> [Exercise details] Reproduce all of the data below verbatim, from the first line through the last, without altering any character.

> [Data entries]
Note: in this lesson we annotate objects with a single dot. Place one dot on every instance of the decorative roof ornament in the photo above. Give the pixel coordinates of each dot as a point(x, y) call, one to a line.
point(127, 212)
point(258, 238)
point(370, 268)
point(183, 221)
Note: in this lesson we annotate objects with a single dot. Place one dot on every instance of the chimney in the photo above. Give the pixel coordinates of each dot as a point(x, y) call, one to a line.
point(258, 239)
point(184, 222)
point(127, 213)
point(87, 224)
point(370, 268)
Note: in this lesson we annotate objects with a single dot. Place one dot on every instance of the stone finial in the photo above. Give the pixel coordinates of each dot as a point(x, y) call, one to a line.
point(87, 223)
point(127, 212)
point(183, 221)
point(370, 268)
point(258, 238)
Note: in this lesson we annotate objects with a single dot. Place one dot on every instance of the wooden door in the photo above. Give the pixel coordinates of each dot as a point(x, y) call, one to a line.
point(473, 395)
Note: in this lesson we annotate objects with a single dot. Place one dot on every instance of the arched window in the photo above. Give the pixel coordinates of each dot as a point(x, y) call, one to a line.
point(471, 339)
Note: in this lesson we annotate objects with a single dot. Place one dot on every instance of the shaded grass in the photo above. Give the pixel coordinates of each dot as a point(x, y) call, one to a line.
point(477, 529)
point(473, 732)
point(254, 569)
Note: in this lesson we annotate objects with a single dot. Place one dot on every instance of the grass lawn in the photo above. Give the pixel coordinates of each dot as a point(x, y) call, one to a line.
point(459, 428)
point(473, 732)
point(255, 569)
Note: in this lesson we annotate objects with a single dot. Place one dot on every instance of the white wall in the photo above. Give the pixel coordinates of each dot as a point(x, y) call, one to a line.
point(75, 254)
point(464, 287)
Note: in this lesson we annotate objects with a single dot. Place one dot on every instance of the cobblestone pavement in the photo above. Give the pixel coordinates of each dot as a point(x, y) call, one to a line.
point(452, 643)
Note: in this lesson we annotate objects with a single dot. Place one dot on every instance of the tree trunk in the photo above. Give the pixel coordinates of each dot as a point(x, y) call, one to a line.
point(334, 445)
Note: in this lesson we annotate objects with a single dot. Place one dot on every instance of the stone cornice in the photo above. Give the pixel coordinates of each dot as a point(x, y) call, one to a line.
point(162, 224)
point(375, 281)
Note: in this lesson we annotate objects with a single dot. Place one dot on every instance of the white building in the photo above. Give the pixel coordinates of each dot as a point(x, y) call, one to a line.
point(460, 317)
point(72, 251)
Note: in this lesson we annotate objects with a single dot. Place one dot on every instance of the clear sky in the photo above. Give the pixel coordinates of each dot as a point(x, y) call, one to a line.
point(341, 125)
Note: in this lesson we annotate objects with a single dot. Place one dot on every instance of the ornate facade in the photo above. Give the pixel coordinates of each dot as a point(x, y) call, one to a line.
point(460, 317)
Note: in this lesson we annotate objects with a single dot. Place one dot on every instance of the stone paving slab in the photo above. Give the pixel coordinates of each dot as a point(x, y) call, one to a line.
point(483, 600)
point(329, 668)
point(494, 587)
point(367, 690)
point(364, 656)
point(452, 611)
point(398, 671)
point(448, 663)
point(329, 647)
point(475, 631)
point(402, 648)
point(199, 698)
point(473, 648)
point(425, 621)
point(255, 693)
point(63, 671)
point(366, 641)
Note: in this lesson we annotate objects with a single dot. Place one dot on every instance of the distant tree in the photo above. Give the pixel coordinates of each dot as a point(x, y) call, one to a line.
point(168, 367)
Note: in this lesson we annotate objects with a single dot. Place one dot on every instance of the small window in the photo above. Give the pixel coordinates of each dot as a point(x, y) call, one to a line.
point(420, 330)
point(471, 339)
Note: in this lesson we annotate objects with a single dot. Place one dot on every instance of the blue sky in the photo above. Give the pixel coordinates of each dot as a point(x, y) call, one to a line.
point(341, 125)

> [Correct answer]
Note: in this lesson we annotate objects with a single dot. Place one dot on every instance of the decorative roof ornament in the photo above. Give the pixel coordinates of each dot as a point(x, y) call, one to a line.
point(127, 212)
point(258, 238)
point(370, 268)
point(183, 221)
Note: in this lesson we annotate objects with a single dot. Place one dot on every instance of the chimney in the photo above. Give the pixel coordinates of each dot as a point(x, y) call, one to a line.
point(258, 239)
point(184, 222)
point(127, 213)
point(87, 224)
point(370, 268)
Note: in this lesson we annotate objects with a single dot. Place one dot on every instance of the stone finial in the photo above. Give the pixel coordinates of each dot as a point(x, y) call, one to a line.
point(87, 223)
point(127, 212)
point(183, 221)
point(370, 268)
point(258, 238)
Note: in this lesson we annotate objects with a single dot. Place one dot on every instance of the wooden door in the photo above. Give the pixel coordinates of each dot as a point(x, y) call, one to a line.
point(473, 395)
Note: in this lesson we annotate objects with a single dot. Place one dot on every instance of the arched window in the photo above. Give the pixel coordinates of each dot as a point(x, y) call, one to a line.
point(471, 339)
Note: in this lesson we annotate objects with a single dot. Place one dot on every instance of the shaded grass in the photo above. Give the pixel coordinates of each dot as a point(x, y) call, one to a line.
point(477, 529)
point(473, 732)
point(254, 569)
Note: in this lesson we annotate objects with a single dot. Place one dot on every instance of the grass lawn in the photo above. Give the pixel coordinates of each dot as a point(x, y) call, one to a line.
point(459, 428)
point(473, 732)
point(255, 569)
Note: in this lesson we annotate objects with a single dot. Place one dot on every instance of the white wall in the photo above. Give the pixel coordinates of each dot as a point(x, y) call, one to a line.
point(75, 254)
point(464, 287)
Note: in this lesson we annotate objects with a single dot. Place one dot on every instance of the cobblestone pavement in the photo above. Give the pixel coordinates of each dot as a point(x, y) call, one to a line.
point(452, 643)
Note: in this lesson we annotate objects with a single dot. Place one dot on every instance of the tree trunk in the photo above. Give the pixel coordinates of each dot as a point(x, y) call, one to a line.
point(334, 445)
Note: in this lesson we annotate objects with a single dot. Place one dot on every instance of the stone cornice in the photo above. Give the pixel coordinates of each dot as a point(x, y) call, one to a line.
point(162, 224)
point(375, 281)
Note: in this lesson we annotate objects with a single dot. Place one dot on every instance of the white building in the photo above. Give the pixel coordinates of each dot as a point(x, y) call, one to a line.
point(460, 317)
point(72, 251)
Note: in this lesson we annotate objects with a single dot. Place one dot on every instance of the clear sky in the photo above. Give the pixel coordinates of each dot as a point(x, y) call, one to a line.
point(341, 125)
Note: in this lesson we annotate objects with a single dot. Place one dot on every instance of the ornate facade in the photo above. Give the pixel coordinates of each dot as a point(x, y) call, one to a line.
point(460, 317)
Note: in this lesson we annotate objects with a single dot. Place one dot on every instance of the stone paving slab in the photo above. Give the pixel coordinates of each dot as a point(x, y) call, one to a line.
point(483, 600)
point(329, 668)
point(494, 587)
point(367, 690)
point(364, 656)
point(452, 611)
point(398, 671)
point(448, 663)
point(329, 647)
point(475, 631)
point(402, 648)
point(199, 698)
point(473, 648)
point(425, 621)
point(255, 693)
point(63, 671)
point(366, 641)
Note: in this lesson we annotate objects with a single dot. Place one dot on every instance of the distant tree in the photo above. Give the pixel coordinates of each dot as a point(x, y) call, one to a line.
point(168, 367)
Note: in this lesson we annotate objects with a single dot. Place one dot on every instance of the small window in the photo above. Give the pixel coordinates of each dot as a point(x, y) call, one to a line.
point(420, 330)
point(471, 339)
Note: in this lesson we annotate objects with a single dot. Place one dot on every instance of the blue sky in the photo above. Give the pixel coordinates of each dot as a point(x, y) call, one to a line.
point(341, 125)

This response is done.